■ **Data provided**:
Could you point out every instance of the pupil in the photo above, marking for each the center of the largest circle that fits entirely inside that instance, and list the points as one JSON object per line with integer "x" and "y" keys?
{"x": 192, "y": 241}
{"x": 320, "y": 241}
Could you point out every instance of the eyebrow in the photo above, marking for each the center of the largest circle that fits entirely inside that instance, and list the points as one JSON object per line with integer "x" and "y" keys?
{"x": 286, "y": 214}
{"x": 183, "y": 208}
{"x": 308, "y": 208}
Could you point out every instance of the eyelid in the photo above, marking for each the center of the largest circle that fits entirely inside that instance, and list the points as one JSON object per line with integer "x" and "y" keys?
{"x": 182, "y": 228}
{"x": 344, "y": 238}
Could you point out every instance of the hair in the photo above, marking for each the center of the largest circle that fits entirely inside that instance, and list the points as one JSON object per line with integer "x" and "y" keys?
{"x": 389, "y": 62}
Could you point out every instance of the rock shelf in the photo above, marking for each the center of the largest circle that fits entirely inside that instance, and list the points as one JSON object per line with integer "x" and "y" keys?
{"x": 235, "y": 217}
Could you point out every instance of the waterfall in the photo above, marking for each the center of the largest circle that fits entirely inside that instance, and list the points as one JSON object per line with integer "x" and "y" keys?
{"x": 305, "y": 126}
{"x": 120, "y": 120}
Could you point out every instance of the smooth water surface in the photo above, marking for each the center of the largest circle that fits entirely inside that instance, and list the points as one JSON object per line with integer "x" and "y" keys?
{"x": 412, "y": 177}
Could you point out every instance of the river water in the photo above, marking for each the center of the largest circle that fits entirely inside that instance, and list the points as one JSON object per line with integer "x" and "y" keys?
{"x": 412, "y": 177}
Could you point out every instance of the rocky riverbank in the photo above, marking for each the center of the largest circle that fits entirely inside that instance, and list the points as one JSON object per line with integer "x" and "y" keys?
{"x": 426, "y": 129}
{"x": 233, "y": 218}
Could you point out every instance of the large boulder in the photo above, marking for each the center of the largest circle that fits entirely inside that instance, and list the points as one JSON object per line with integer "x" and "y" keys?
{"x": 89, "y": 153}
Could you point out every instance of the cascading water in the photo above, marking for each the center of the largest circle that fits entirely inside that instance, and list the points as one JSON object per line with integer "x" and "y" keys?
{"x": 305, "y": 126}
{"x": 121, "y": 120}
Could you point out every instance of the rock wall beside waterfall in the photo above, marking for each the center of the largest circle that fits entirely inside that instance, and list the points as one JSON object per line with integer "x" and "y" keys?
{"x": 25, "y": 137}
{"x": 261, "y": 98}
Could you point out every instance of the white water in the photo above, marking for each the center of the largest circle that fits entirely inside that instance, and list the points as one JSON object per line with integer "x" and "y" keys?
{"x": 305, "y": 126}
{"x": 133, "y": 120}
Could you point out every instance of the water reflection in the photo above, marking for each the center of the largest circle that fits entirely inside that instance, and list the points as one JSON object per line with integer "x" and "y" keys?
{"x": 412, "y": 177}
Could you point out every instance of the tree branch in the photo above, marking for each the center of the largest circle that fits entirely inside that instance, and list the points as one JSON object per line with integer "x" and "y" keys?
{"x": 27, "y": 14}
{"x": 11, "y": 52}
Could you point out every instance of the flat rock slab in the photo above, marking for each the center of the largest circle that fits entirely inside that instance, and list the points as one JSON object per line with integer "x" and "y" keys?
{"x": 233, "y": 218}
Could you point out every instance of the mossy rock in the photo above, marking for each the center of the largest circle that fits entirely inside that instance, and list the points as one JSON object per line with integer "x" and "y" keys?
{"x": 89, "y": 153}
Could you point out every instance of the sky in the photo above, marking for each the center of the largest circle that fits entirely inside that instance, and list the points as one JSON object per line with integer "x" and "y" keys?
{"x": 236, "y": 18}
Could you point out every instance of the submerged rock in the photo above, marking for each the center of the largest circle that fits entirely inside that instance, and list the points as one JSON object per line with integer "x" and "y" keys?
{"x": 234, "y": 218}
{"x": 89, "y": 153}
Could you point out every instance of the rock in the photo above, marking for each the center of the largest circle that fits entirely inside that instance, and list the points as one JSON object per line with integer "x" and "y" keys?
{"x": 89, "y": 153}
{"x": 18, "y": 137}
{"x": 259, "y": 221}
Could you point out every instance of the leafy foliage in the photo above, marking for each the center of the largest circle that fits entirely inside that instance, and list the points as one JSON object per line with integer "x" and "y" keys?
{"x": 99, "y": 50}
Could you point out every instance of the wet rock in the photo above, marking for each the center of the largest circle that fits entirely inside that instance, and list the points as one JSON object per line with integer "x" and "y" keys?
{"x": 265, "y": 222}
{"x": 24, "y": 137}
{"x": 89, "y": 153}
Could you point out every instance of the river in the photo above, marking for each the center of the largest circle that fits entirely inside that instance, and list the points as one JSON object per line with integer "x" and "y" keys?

■ **Task statement**: Quote the lines above word for word, beginning at the line that contains "Could you point out every instance of the leafy" and stopping after the final line.

■ **Answer in full**:
Could you point out every instance of the leafy foliage in the photo above, marking for each the center of the largest circle that fits entirely inside that instance, and list the points as one JSON object per line with integer "x" and "y" keys?
{"x": 99, "y": 50}
Could you point out every instance of the wet rock in the photo above, marking for each the center of the largest circle that fits entirely inside that instance, and list the points as one JSON object per line with integer "x" and "y" keys?
{"x": 265, "y": 222}
{"x": 24, "y": 137}
{"x": 89, "y": 153}
Could you point out every instance of the river in the photo above, marking for each the center of the largest circle that fits entirely inside that instance, and list the points as one JSON object per line with integer "x" and "y" keys?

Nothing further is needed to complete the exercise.